Listed records:
--
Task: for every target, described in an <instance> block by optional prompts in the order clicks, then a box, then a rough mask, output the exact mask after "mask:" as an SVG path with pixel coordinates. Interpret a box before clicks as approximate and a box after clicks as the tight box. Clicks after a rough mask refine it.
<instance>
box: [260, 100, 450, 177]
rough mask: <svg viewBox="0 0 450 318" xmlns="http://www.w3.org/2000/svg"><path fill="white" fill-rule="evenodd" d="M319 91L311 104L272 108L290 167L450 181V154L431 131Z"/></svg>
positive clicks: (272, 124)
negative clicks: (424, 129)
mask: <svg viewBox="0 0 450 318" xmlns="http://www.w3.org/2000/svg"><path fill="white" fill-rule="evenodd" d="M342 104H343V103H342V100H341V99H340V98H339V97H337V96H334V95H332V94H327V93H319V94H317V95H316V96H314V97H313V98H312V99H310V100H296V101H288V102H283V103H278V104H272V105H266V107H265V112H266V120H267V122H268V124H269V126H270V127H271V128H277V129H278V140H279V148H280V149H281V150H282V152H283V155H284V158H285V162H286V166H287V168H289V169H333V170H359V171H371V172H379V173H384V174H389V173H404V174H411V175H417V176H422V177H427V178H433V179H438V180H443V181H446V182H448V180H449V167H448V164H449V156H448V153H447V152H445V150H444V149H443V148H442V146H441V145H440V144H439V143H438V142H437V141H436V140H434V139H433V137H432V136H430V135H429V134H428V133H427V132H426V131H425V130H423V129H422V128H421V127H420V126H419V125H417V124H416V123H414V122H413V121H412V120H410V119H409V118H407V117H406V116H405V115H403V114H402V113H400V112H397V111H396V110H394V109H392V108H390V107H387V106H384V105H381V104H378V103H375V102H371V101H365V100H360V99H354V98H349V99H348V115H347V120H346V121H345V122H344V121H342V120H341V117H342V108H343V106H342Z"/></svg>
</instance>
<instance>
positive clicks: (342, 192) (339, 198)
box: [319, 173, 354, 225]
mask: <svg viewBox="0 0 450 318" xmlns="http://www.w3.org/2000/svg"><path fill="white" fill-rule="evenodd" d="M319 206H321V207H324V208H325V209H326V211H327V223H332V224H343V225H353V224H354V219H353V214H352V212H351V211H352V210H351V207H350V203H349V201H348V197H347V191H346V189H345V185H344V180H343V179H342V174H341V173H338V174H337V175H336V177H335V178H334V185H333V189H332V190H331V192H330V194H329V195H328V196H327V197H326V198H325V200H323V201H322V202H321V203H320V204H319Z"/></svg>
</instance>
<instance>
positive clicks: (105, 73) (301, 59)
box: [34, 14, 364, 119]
--
Task directions:
Write down all of the listing exactly.

Answer to this exercise:
Task: for every target, described in an <instance> block by optional prompts in the order clicks, then a box, then a rough mask, output the exact mask after "mask:" as an SVG path with pixel coordinates. Interpret a box before clicks as approximate and a box after clicks as the tight box. Clicks after a rough mask refine it.
<instance>
box: [260, 100, 450, 177]
rough mask: <svg viewBox="0 0 450 318" xmlns="http://www.w3.org/2000/svg"><path fill="white" fill-rule="evenodd" d="M319 91L311 104L272 108L290 167L450 181V154L431 131Z"/></svg>
positive clicks: (272, 124)
negative clicks: (424, 129)
mask: <svg viewBox="0 0 450 318" xmlns="http://www.w3.org/2000/svg"><path fill="white" fill-rule="evenodd" d="M342 104H343V103H342V100H341V99H340V98H339V97H337V96H334V95H332V94H327V93H319V94H317V95H316V96H314V97H313V98H312V99H310V100H296V101H288V102H283V103H278V104H272V105H266V107H265V112H266V120H267V122H268V124H269V126H270V127H271V128H277V129H278V140H279V148H280V149H281V150H282V152H283V155H284V158H285V162H286V166H287V168H289V169H333V170H359V171H371V172H379V173H384V174H389V173H404V174H411V175H417V176H422V177H427V178H433V179H438V180H443V181H446V182H448V180H449V167H448V164H449V156H448V153H447V152H445V150H444V149H443V148H442V146H441V145H440V144H439V143H438V142H437V141H436V140H434V139H433V137H432V136H430V135H429V134H428V133H427V132H426V131H425V130H423V129H422V128H421V127H420V126H419V125H417V124H416V123H414V122H413V121H412V120H410V119H409V118H407V117H406V116H405V115H403V114H402V113H400V112H397V111H396V110H394V109H392V108H390V107H387V106H384V105H381V104H378V103H375V102H371V101H365V100H360V99H354V98H349V99H348V115H347V120H346V121H345V122H344V121H342V120H341V117H342V108H343V106H342Z"/></svg>
</instance>
<instance>
positive clicks: (342, 192) (339, 198)
box: [319, 173, 354, 225]
mask: <svg viewBox="0 0 450 318" xmlns="http://www.w3.org/2000/svg"><path fill="white" fill-rule="evenodd" d="M319 206H321V207H324V208H325V209H326V211H327V223H332V224H343V225H353V224H354V219H353V214H352V212H351V211H352V210H351V207H350V203H349V201H348V197H347V191H346V189H345V185H344V180H343V179H342V174H341V173H338V174H337V175H336V177H335V178H334V185H333V189H332V190H331V192H330V194H329V195H328V196H327V197H326V198H325V200H323V201H322V202H321V203H320V204H319Z"/></svg>
</instance>
<instance>
positive clicks: (105, 73) (301, 59)
box: [34, 14, 364, 119]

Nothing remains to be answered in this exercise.